▸ **Task**:
Line count for "polka": state how many lines of the listing below contain it, without anything else.

▸ **Exercise data**:
^^^^^^^^^^^^^^^^

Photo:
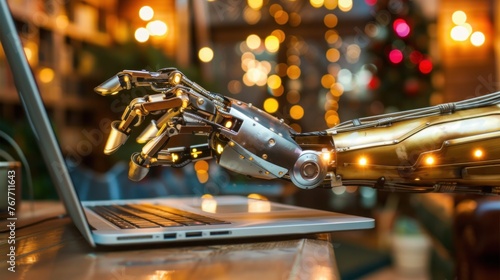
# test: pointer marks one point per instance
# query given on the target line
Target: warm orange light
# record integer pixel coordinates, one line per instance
(477, 38)
(206, 54)
(430, 160)
(326, 155)
(146, 13)
(271, 105)
(478, 153)
(363, 161)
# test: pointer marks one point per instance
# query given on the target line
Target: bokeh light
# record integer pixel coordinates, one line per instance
(146, 13)
(345, 5)
(395, 56)
(272, 43)
(477, 38)
(46, 75)
(253, 41)
(206, 54)
(141, 35)
(401, 27)
(157, 28)
(271, 105)
(296, 112)
(255, 4)
(460, 33)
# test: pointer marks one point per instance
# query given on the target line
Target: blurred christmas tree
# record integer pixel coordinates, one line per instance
(400, 54)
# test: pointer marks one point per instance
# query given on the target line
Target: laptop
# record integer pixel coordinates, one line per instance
(116, 222)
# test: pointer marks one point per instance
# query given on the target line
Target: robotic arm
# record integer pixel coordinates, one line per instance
(452, 147)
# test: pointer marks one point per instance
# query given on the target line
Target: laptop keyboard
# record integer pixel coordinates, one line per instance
(131, 216)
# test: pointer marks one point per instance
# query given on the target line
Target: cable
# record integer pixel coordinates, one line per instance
(61, 216)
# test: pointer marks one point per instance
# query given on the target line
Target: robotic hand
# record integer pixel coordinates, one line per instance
(452, 147)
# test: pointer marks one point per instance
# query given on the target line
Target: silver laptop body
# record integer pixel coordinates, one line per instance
(241, 217)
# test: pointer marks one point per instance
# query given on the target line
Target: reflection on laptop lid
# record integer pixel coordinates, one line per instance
(37, 116)
(213, 218)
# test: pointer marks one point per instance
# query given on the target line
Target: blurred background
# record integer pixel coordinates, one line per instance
(313, 63)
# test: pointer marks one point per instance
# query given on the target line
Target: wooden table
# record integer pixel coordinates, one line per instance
(54, 249)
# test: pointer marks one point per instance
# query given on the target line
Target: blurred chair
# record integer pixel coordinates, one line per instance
(477, 237)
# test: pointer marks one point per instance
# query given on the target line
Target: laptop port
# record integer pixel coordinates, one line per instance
(194, 234)
(170, 236)
(222, 232)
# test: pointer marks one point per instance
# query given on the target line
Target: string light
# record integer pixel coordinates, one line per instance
(395, 56)
(401, 27)
(146, 13)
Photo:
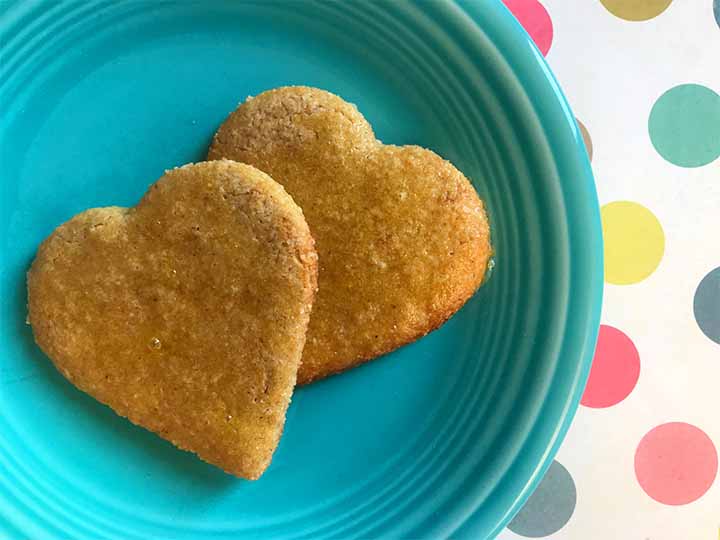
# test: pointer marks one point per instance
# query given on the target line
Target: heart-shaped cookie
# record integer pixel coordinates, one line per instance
(187, 313)
(402, 237)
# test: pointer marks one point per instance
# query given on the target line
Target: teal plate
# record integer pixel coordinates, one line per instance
(445, 437)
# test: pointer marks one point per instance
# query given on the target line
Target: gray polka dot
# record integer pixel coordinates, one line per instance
(707, 305)
(550, 507)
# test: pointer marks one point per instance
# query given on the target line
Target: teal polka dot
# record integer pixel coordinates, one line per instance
(550, 507)
(707, 305)
(684, 125)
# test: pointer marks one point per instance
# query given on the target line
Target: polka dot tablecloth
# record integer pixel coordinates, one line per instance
(641, 459)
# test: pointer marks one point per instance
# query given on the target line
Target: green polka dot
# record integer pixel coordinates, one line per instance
(684, 125)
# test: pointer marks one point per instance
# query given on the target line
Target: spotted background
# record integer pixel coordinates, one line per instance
(641, 459)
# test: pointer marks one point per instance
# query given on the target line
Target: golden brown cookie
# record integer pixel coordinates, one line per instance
(402, 236)
(187, 313)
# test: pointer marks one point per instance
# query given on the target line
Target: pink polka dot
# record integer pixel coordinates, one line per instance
(676, 463)
(535, 19)
(615, 369)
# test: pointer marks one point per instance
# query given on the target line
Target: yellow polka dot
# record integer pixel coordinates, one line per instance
(634, 242)
(636, 10)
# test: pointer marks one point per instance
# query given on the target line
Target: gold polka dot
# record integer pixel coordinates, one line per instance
(634, 242)
(636, 10)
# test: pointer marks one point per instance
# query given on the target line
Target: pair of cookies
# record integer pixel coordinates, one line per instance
(194, 313)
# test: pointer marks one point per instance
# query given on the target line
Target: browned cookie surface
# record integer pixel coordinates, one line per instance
(187, 313)
(402, 237)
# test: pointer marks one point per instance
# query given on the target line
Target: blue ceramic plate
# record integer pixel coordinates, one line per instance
(447, 436)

^^^^^^^^^^^^^^^^

▸ **Task answer**:
7